Essas comunidades piscatórias, estabelecidas sazonalmente em rudimentares cabanas na praia, estavam sujeitas a ataques de piratas do Norte de África que frequentemente vinham saquear as armações e as povoações mais próximas do litoral. Desde o reinado de D. João III que as notícias dos assaltos fizeram sentir a necessidade da construção de estruturas defensivas. Foi por esse motivo que começou a ser cercada por muralhas Alcantarilha (1571) e foi depois construída a fortaleza de Santo António de Pêra (1661).
Em 1577, na obra "Corografia do Reino do Algarve" (in Duas Descrições do Algarve do Século XVI, Liv. Sá da Costa, Lisboa, 1983), Frei João de São José dá-nos uma informação precisa: Pêra é um lugar junto de Alcantarilha, não longe do mar (...). Faz o mar defronte dela uma formosa praia da banda do sul, na qual está uma armação de atuns que se chama a armação de Pêra ( p. 58).
Nos livros de registos paroquiais de Alcantarilha, encontram-se amiúde referências às armações de Pêra e da Pedra da Galé. Há diversos registos de óbitos de "estantes" (moradores ocasionais) nessas armações, por ex. nos anos de 1607, 1609, 1610, 1611 e 1614. Entretanto, mantinha-se a situação de insegurança dos armadores, pois a guarnição militar do castelo de Alcantarilha era escassa, além de estar muito distante para acudir a tempo às rápidas incursões dos corsários magrebinos.
Em 1621, o engenheiro militar Alexandre Massai, numa viagem de inspecção às estruturas defensivas do Algarve, observava a propósito de Albufeira: " E porque perto dela estão duas armações de atuns (...) que se dizem uma delas Pedra da Galé, a outra Pêra (...), estas ditas armações já foram roubadas e saqueadas por falta de defensão e com perda da fazenda de Sua Magestade e das partes que é assaz notório" . E mencionava também, ao falar de Alcantarilha: "Junto dela está o outro lugar acima dito de Pêra que ambos estão arriscados a um assalto e cativeiro que Deus não permita (...) e também pela segurança das armações deste lugar juntas que são Pera e Pedra da Galé, onde3 na costa está a família destes armadores, como Vossa Senhoria deve saber" (Lívio Costa Guedes, Aspectos do Reino do Algarve nos sécs. XVI e XVII, ed. 1988, p. 115 e p.119).
Construída a fortaleza de Santo António de Pêra, em 1661, passou a haver mais condições para a fixação permanente dos pescadores no lugar que se viria a chamar Armação de Pêra. Em 1747, o lugar já é referido como aldeia (Luís Cardoso, Dicionário Geográfico) e, em 1758, é descrito como "povoação de 456 vizinhos, 1206 pessoas e se chama Armação de Pêra pela vizinhança que com aquele lugar tem (...) Com temporada se lança a armação dos atuns em que se copeja grande cópia deles" e informa-nos que o maremoto de 1755 causou 62 mortos (Memórias Paroquiais de Alcantarilha).
Uma planta datada de 1774 mostra-nos a armação de atuns lançada e o arraial de cabanas na praia, perto da fortaleza (Planta 2ª e total onde se mostra toda a baía de Santo António de Pêra com a armação da Pedra da Galé, Arquivo do Exército).

(Questões sobre o material):
(A) Reproduza do excerto sobre as origens de Armação de Pêra o trecho que começa nas palavras "Uma planta datada" e termina em "Arquivo do Exército).".
(B) Responda com base no excerto sobre as origens de Armação de Pêra:
(i) Em que ano começou Alcantarilha a ser cercada por muralhas?
(ii) Quem fez, em 1621, uma viagem de inspeção às estruturas defensivas do Algarve?
(iii) Quantas mortes causou o maremoto de 1755, segundo as Memórias Paroquiais de Alcantarilha?
(C) Retome o excerto sobre as origens de Armação de Pêra e continue-o a partir da última frase.

(Dados fornecidos):
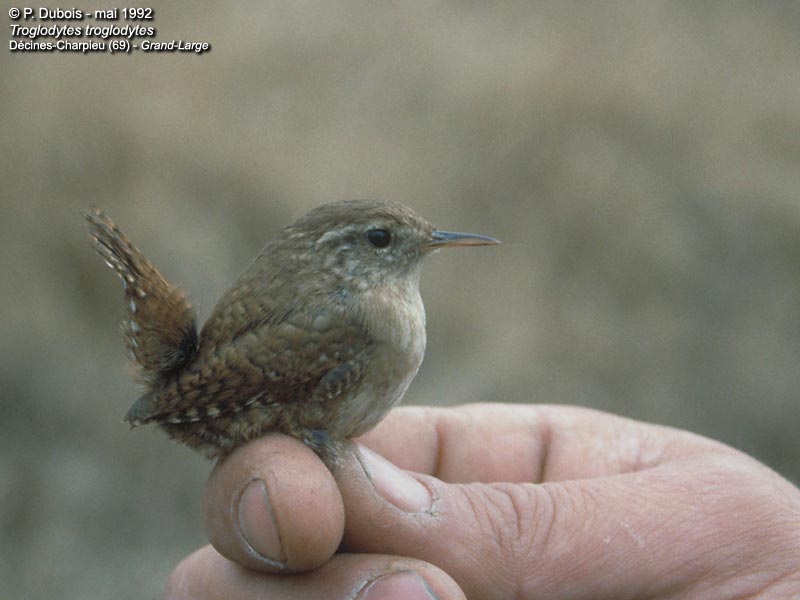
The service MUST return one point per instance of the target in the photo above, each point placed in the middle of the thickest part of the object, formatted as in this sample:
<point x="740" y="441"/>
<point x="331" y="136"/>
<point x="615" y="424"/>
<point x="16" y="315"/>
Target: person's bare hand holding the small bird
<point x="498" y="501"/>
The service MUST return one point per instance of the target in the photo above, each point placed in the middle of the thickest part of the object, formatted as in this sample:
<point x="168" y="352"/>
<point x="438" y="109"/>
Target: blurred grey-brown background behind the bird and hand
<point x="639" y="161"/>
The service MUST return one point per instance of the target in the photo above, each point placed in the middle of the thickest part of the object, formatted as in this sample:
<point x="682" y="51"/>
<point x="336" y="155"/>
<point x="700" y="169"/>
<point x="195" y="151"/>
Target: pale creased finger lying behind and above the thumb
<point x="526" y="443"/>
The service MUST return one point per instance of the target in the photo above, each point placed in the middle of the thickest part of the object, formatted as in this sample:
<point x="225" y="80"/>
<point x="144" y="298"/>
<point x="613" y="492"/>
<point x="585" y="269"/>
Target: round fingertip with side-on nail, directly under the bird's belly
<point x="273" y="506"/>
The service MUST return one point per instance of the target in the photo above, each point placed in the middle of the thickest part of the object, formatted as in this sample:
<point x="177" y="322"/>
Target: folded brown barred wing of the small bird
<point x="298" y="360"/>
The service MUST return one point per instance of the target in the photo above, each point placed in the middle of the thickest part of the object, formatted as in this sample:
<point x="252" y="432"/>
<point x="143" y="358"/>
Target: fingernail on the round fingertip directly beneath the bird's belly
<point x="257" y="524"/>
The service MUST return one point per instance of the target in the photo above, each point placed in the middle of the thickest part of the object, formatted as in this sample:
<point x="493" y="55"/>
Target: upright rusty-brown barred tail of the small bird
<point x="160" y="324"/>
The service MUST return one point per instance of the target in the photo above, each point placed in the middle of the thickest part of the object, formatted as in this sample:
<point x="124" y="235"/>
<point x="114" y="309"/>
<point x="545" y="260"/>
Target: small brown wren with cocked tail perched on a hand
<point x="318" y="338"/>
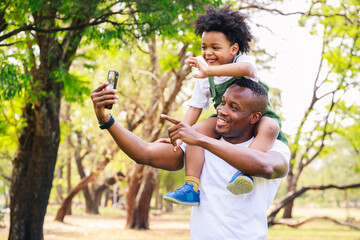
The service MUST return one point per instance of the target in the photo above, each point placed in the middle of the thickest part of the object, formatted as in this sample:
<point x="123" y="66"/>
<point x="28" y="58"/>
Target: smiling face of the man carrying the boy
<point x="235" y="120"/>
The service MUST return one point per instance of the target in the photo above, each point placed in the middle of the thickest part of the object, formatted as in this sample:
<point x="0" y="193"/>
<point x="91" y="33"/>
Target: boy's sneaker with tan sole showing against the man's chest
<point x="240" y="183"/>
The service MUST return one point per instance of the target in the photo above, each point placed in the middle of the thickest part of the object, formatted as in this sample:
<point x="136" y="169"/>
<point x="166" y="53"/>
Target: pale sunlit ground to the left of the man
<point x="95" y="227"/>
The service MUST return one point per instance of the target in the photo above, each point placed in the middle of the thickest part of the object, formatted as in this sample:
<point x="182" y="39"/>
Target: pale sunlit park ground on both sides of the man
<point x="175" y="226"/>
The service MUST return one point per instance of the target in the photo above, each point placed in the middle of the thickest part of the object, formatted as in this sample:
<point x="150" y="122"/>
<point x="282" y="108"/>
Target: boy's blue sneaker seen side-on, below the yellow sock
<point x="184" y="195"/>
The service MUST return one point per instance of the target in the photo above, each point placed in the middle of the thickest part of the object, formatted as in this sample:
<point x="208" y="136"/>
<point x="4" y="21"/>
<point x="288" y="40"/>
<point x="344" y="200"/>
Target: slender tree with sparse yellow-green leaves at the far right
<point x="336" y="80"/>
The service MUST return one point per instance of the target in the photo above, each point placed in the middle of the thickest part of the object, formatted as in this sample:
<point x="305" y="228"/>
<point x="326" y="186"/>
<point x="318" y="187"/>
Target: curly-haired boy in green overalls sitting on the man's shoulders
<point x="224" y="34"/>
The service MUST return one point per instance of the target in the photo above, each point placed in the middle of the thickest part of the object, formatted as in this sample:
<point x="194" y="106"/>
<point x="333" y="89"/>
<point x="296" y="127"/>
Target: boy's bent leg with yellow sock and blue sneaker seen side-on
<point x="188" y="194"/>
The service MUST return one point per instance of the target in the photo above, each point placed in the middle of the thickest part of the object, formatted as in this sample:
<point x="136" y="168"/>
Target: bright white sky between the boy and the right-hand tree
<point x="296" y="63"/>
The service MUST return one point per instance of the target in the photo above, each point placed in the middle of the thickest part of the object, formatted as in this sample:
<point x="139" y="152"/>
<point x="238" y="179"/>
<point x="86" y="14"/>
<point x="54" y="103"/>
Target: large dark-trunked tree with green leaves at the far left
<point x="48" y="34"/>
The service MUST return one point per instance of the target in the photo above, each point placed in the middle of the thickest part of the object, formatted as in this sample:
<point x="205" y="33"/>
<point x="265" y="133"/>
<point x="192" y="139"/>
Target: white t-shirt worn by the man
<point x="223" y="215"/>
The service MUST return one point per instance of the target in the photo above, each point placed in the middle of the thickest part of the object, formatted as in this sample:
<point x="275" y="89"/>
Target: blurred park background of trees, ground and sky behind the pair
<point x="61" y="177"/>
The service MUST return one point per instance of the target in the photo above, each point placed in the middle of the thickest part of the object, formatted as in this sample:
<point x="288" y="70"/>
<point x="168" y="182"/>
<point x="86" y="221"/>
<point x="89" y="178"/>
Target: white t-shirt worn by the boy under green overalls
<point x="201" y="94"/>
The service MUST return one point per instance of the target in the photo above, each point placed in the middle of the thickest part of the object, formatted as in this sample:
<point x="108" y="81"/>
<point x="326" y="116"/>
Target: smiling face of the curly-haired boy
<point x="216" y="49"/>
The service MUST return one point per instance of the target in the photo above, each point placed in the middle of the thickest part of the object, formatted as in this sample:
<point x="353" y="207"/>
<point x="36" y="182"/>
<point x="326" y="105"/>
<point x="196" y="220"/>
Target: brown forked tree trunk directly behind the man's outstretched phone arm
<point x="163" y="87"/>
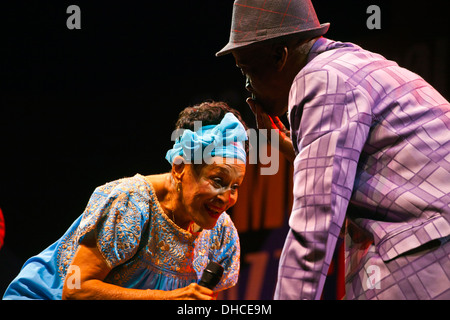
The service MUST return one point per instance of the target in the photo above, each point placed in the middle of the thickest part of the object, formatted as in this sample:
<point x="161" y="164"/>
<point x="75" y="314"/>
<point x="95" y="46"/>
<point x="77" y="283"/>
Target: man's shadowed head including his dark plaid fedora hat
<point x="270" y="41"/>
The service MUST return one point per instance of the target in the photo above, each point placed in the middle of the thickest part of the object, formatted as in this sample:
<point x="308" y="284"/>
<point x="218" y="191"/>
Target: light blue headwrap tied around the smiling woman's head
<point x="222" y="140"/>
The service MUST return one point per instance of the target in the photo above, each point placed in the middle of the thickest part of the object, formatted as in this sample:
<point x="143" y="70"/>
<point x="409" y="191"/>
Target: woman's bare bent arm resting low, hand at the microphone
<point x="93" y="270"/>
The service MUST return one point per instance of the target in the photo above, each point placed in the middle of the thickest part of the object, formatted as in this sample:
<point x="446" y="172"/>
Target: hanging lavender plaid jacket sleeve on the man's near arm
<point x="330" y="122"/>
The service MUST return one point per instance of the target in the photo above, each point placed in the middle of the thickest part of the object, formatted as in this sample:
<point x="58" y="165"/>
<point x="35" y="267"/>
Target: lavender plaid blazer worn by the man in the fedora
...
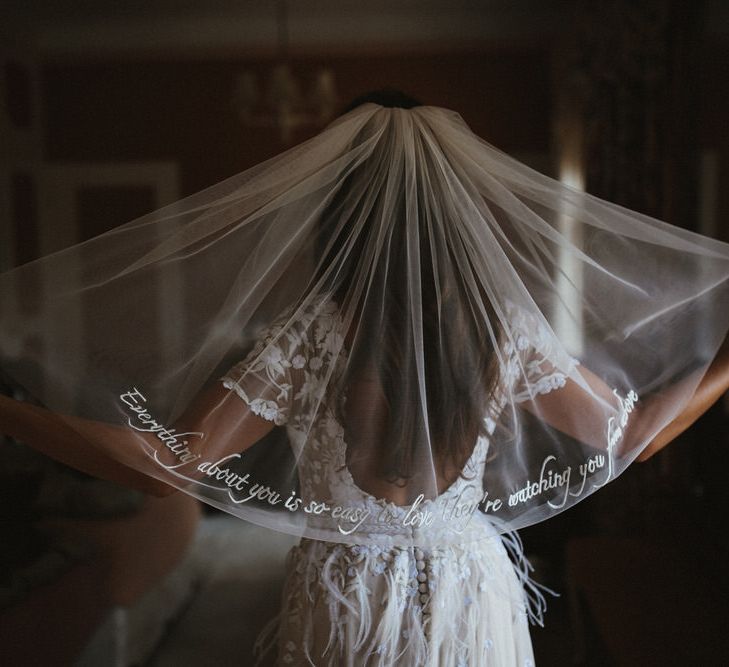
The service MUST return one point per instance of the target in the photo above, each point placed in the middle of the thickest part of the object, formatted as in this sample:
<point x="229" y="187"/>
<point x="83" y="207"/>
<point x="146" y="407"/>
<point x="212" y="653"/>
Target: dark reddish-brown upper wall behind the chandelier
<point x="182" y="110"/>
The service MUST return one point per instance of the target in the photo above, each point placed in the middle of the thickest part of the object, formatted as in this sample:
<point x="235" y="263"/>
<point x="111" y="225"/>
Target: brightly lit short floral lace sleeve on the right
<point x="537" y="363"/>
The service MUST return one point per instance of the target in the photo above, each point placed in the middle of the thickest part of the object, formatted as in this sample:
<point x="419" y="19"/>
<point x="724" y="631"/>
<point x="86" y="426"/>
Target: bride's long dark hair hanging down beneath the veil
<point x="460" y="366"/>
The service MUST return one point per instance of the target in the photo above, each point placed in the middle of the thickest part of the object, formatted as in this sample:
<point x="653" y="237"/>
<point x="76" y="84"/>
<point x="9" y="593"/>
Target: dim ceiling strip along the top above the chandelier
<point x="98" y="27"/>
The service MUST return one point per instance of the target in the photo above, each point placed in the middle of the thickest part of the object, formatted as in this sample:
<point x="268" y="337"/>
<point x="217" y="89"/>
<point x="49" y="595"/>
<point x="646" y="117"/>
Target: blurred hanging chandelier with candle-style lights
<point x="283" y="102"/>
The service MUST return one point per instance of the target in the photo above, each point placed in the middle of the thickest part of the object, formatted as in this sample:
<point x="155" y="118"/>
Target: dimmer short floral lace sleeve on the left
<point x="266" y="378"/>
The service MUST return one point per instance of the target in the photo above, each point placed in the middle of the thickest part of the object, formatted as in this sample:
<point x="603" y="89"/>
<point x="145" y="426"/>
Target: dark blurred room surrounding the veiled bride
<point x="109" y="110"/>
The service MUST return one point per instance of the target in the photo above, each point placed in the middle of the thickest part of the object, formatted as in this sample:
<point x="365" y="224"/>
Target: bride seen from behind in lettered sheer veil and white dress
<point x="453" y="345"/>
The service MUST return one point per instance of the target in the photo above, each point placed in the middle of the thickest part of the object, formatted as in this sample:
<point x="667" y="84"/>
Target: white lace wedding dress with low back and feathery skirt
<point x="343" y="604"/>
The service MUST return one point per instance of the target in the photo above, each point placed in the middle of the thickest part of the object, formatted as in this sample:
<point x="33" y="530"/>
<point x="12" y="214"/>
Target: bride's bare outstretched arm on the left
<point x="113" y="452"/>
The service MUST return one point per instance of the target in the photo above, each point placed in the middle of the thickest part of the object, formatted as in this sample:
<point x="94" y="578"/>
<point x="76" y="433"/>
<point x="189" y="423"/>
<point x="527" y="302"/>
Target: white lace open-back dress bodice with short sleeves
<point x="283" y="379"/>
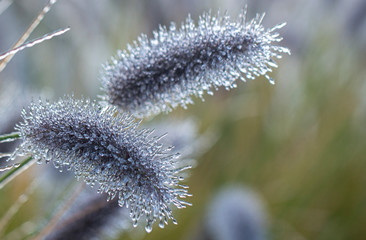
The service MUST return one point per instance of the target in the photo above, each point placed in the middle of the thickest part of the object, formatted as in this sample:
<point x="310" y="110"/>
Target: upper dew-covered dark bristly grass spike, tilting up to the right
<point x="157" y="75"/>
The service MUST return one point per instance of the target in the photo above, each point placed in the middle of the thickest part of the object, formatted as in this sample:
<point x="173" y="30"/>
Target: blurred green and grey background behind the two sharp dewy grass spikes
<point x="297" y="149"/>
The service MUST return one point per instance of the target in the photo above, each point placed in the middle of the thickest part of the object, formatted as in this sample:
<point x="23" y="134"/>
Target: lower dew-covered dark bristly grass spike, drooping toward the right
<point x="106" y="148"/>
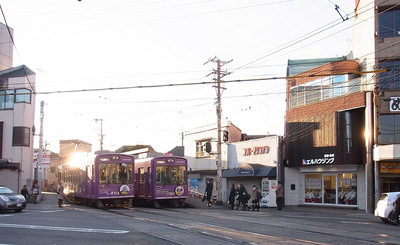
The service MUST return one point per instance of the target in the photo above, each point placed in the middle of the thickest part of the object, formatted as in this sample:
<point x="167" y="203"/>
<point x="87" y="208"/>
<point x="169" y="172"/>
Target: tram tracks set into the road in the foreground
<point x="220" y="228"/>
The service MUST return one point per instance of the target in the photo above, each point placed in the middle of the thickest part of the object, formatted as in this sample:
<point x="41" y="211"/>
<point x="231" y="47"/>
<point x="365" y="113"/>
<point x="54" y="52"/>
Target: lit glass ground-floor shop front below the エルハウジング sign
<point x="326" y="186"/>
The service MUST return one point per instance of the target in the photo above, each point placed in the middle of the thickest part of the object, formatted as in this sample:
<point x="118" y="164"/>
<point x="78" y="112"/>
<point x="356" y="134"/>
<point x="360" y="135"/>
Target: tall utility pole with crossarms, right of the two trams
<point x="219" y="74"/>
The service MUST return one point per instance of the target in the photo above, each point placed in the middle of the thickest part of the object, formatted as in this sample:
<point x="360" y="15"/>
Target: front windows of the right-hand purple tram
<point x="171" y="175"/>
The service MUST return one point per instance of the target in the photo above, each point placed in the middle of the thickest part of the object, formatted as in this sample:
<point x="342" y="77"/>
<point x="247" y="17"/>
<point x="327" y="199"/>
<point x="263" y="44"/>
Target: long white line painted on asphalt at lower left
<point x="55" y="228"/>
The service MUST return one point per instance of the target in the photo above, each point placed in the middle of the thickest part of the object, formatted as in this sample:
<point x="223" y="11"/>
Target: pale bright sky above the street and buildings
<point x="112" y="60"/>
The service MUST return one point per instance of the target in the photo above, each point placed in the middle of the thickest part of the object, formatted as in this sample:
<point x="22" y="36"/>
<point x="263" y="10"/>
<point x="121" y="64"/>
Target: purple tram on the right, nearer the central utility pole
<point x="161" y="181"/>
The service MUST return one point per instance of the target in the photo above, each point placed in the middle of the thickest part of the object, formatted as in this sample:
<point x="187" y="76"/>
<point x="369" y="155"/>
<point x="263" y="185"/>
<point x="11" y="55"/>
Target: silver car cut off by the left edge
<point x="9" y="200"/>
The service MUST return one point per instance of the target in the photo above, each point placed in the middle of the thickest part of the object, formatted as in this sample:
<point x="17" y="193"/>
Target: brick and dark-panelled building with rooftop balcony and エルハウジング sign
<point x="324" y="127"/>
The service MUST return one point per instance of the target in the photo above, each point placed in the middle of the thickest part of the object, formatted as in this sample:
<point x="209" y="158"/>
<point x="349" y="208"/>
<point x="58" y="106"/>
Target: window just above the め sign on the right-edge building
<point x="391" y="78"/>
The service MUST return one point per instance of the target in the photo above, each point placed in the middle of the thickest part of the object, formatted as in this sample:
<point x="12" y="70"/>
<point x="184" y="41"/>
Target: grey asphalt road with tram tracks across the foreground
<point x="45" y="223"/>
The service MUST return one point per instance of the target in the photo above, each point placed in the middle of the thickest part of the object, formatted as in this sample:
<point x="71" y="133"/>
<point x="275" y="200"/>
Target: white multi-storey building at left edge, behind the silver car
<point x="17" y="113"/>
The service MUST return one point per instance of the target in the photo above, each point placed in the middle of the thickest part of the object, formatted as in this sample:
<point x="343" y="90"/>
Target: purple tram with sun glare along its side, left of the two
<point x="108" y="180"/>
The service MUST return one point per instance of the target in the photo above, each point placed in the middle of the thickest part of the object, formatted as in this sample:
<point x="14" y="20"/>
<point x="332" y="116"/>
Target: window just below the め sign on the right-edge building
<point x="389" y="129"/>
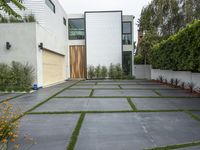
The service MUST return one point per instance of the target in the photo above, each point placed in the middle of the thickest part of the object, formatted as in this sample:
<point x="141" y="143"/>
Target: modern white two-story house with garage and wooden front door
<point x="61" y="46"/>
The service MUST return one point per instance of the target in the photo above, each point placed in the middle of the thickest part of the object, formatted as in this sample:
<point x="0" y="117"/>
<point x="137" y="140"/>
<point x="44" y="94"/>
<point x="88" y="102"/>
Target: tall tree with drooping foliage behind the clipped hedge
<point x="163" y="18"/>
* * *
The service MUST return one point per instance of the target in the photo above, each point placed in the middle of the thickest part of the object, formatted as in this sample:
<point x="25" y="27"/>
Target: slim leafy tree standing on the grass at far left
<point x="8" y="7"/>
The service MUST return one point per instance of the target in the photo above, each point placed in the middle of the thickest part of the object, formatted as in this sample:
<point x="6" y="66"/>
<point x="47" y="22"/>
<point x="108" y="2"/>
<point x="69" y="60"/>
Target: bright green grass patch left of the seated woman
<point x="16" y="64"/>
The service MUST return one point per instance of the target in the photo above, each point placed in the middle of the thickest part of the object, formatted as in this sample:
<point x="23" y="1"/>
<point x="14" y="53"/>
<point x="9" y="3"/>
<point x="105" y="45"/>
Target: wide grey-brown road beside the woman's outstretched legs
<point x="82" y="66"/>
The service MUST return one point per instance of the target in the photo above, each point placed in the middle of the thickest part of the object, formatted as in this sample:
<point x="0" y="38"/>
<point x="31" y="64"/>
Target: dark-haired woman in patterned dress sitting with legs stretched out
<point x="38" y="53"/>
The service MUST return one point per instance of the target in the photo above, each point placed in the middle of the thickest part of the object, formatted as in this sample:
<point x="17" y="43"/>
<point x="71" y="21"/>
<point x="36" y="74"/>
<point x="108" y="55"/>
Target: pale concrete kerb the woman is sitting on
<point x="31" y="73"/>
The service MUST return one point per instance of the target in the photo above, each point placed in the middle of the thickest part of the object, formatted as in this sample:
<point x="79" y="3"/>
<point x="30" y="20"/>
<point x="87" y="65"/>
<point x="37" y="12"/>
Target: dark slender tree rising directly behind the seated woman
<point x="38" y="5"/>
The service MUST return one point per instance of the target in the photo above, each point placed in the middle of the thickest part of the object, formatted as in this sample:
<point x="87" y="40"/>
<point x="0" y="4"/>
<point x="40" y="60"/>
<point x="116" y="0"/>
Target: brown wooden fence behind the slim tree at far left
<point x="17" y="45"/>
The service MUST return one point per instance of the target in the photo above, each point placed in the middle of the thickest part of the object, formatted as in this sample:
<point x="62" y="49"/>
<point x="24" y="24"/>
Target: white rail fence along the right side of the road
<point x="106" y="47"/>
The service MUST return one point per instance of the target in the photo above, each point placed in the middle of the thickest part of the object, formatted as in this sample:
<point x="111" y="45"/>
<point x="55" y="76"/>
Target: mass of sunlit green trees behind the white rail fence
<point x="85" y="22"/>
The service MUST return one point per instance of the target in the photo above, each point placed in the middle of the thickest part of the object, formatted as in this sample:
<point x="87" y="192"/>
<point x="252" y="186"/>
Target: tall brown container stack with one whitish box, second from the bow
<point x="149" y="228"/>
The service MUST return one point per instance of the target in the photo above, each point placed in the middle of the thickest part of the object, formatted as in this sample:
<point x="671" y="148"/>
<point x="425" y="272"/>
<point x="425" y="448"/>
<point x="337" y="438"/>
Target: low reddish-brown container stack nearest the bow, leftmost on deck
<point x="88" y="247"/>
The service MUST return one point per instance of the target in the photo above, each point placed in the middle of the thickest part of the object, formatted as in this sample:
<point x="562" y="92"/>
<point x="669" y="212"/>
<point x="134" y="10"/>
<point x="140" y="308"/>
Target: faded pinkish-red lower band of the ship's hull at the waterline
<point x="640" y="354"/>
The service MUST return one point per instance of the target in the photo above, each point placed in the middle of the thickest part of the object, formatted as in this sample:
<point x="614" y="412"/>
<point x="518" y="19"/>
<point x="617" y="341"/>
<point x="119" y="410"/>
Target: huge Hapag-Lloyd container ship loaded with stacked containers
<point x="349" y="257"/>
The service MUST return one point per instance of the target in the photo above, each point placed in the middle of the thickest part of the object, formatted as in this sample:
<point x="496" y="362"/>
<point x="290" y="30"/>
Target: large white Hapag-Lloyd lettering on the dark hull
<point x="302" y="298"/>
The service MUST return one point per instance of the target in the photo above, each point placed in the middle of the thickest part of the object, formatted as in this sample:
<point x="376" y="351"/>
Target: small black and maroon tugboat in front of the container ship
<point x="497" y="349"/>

(Respostas por ordem):
(A)
Uma planta datada de 1774 mostra-nos a armação de atuns lançada e o arraial de cabanas na praia, perto da fortaleza (Planta 2ª e total onde se mostra toda a baía de Santo António de Pêra com a armação da Pedra da Galé, Arquivo do Exército).

(B)
(i) Em 1571.
(ii) O engenheiro militar Alexandre Massai.
(iii) 62 mortos.

(C)
Uma descrição bastante completa e relativa ao ano de 1790 é-nos dada por Constantino Botelho de Lacerda Lobo, na Memória sobre o estado das pescarias do Algarve no ano de 1790: "Compõe-se esta povoação de um ajuntamento de cabanas de pescadores que vivem perto do mar em uma praia areenta (...) Contavam-se no ano de 1790 cento e cinquenta pescadores, os quais trabalham na armação do atum o tempo competente desta pescaria, depois na de diversos peixes do mar com os covãos, nos lugares pedregosos da costa: findas as pescarias feitas com estes aparelhos, gastam o resto do ano em arrastar as xávegas para terra (...)" (p. 113-114).
Uma nova descrição em 1841 apresenta-nos uma povoação em desenvolvimento, com boas casas em vez de cabanas e cuja como praia já era frequentada por banhistas: "Hoje terá um terço da povoação da outra aldeia [destruída em 1755], composta de pescadores e gente que se emprega no mar; os quais têm para as suas pescarias 5 lanchas e 4 artes: a mais dominante é a das sardinhas no tempo da passagem. (...) Poucos anos há, ainda era formada só de cabanas, hoje tem boas casas e algumas ricas. (...) Os moradores, fora da temporada da sardinha, apanham com os covões e anzol algum peixe que vendem em fresco. São hum pouco desmazelados, e não se afastam da costa; dão-se a alguns trabalhos do campo, e as mulheres empregam-se em obras de palma. De Verão concorrem aqui muitas pessoas a tomar banhos do mar". (João Baptista da Silva Lopes, Corografia ou Memória Económica, Estatística e Topográfica do Reino do Algarve, p. 290-291). Repare-se, no entanto, que não é mencionada a armação, por estar desactivada.
Noutra descrição da aldeia de pescadores, feita em 1873 por Pinho Leal (Portugal Antigo e Moderno), verifica-se que a armação continuava a não ser lançada e que a maioria da população se ocupava na pesca. Este autor também observa um aumento da frequência da praia de banhos, dizendo que "na estação própria" a população flutuante era igual à população permanente.
Por volta de 1885-1886, o estudioso das pescas A. Baldaque da Silva dá conta da reactivação da armação da Pedra da Galé e refere em Armação de Pêra 27 embarcações e 176 pescadores, bem como regista a existência de uma fábrica de conserva de peixe
A armação da Pedra da Galé era propriedade da empresa Mascarenhas, Manuel & Companhia (fundada em 1881), à qual sucedeu a Companhia de Pescarias Louletano-Silvense (criada em 1892). O último ano em que a armação foi lançada terá sido 1905, a julgar pelos registos da capitania de Portimão (cit. Rui Prudêncio, A pesca do Atum na Costa Central do Algarve nos sécs. XIX e XX, in Anais do Município de Faro, 2003-04).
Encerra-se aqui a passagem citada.